--- Documento ---
◇ ◇ ◇ ◇

Acórdão nº 06S3955 de Supremo Tribunal de Justiça (Portugal), 14 de Fevereiro de 2007
Magistrado Responsável | SOUSA PEIXOTO |
Data da Resolução | 14 de Fevereiro de 2007 |
Emissor | Supremo Tribunal de Justiça (Portugal) |
Acordam na secção social do Supremo Tribunal de Justiça: I. Relatório "AA" propôs a presente acção no Tribunal do Trabalho de Vila Nova de Gaia contra a Associação Desportiva de ..., pedindo que a ré fosse condenada a pagar-lhe a importância correspondente às retribuições que deixou de auferir desde a data do despedimento até à data da sentença, bem como a indemnização de antiguidade e diversas importâncias a título de retribuição de férias, subsídios de férias e de Natal e de indemnização por violação do direito a férias.
Em resumo, a autora alegou que foi admitida ao serviço da ré em Março de 1998, para trabalhar sob as suas ordens, direcção e subordinação, mediante a retribuição mensal líquida de 350 euros, tendo sido por ela ilicitamente despedida em 7 de Julho de 2002, por falta de processo disciplinar e de justa causa e mais alegou que nunca gozou férias nem recebeu qualquer retribuição a título de férias e de Natal.

◇ ◇ ◇ ◇

--- Registos ---
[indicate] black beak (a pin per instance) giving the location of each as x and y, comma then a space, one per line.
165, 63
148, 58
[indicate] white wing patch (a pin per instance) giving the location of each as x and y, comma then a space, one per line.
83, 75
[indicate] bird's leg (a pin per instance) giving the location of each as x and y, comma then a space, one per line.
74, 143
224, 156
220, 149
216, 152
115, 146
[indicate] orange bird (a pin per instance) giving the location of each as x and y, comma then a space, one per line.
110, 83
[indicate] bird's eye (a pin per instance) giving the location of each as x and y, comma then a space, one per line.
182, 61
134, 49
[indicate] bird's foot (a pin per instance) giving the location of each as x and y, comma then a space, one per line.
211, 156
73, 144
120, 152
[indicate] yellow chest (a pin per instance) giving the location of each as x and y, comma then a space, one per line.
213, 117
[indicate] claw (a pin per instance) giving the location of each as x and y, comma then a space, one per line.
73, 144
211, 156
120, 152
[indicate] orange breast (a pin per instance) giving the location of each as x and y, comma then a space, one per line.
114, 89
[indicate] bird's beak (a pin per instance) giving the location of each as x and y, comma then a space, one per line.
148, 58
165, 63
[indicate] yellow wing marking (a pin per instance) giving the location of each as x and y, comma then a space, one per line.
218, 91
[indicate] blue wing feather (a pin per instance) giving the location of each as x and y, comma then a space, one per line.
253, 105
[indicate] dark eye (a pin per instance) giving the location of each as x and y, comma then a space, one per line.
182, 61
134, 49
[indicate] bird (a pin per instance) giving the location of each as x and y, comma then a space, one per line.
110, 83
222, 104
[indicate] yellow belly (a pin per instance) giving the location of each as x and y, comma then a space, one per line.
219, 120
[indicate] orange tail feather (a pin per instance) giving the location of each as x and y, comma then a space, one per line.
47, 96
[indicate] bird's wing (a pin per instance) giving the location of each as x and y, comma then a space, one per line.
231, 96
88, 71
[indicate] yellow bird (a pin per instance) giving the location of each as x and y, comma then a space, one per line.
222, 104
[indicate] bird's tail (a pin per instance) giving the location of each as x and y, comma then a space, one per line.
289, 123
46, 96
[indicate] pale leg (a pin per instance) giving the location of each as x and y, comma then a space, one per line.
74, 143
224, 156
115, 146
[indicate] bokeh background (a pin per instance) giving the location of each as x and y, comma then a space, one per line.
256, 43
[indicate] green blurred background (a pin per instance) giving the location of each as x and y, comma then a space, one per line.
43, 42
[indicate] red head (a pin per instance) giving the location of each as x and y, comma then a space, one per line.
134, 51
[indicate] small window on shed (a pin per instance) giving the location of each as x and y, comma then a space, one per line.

◇ ◇ ◇ ◇

--- O que fazer ---
[1] Transcreva, por favor, o trecho do acórdão de "Em resumo, a" a "e de Natal.".
[2] Responda a estas perguntas sobre o acórdão:
(a) Quem é o magistrado responsável?
(b) Em que tribunal a autora intentou a causa?
(c) Qual era a retribuição mensal líquida alegada pela autora?
[3] Prossiga o texto do acórdão do Supremo Tribunal de Justiça a partir da última frase apresentada.

--- Respostas ---
[1]
Em resumo, a autora alegou que foi admitida ao serviço da ré em Março de 1998, para trabalhar sob as suas ordens, direcção e subordinação, mediante a retribuição mensal líquida de 350 euros, tendo sido por ela ilicitamente despedida em 7 de Julho de 2002, por falta de processo disciplinar e de justa causa e mais alegou que nunca gozou férias nem recebeu qualquer retribuição a título de férias e de Natal.

[2]
(a) Sousa Peixoto.
(b) No Tribunal do Trabalho de Vila Nova de Gaia.
(c) 350 euros.

[3]
A ré contestou alegando que o contrato celebrado com a autora não era de trabalho, mas sim de prestação de serviços, não tendo ela, por isso, direito aos créditos salariais peticionados.
Na 1.ª instância, decidiu-se que o contrato celebrado entes as partes era um contrato de trabalho subordinado e que a autora tinha sido ilicitamente despedida, tendo, por isso, a ré sido condenada a pagar à autora a quantia de 2.250 euros a título de indemnização de antiguidade, bem como a quantia que se vier a liquidar em execução de sentença referente às retribuições que ela teria auferido desde os 30 dias que antecederam a data da propositura da acção até à data da sentença (5.11.2004) e às retribuições de férias, subsídios de férias e de Natal referentes aos anos de 1998 e seguintes, acrescida de juros de mora à taxa legal, desde a citação.
A ré apelou da sentença, impugnando a decisão proferida sobre a matéria de facto e a qualificação jurídica dada ao contrato, mas o Tribunal da Relação do Porto julgou improcedente o recurso, o que levou a ré a interpor o presente recurso de revista, cujas alegações concluiu da seguinte forma: 1. O presente recurso tem por objecto a qualificação da relação jurídica existente entre a autora AA e a recorrente Associação Desportiva de ...., como contrato de trabalho (como pretende aquela) ou como contrato de prestação de serviços (como pretende esta).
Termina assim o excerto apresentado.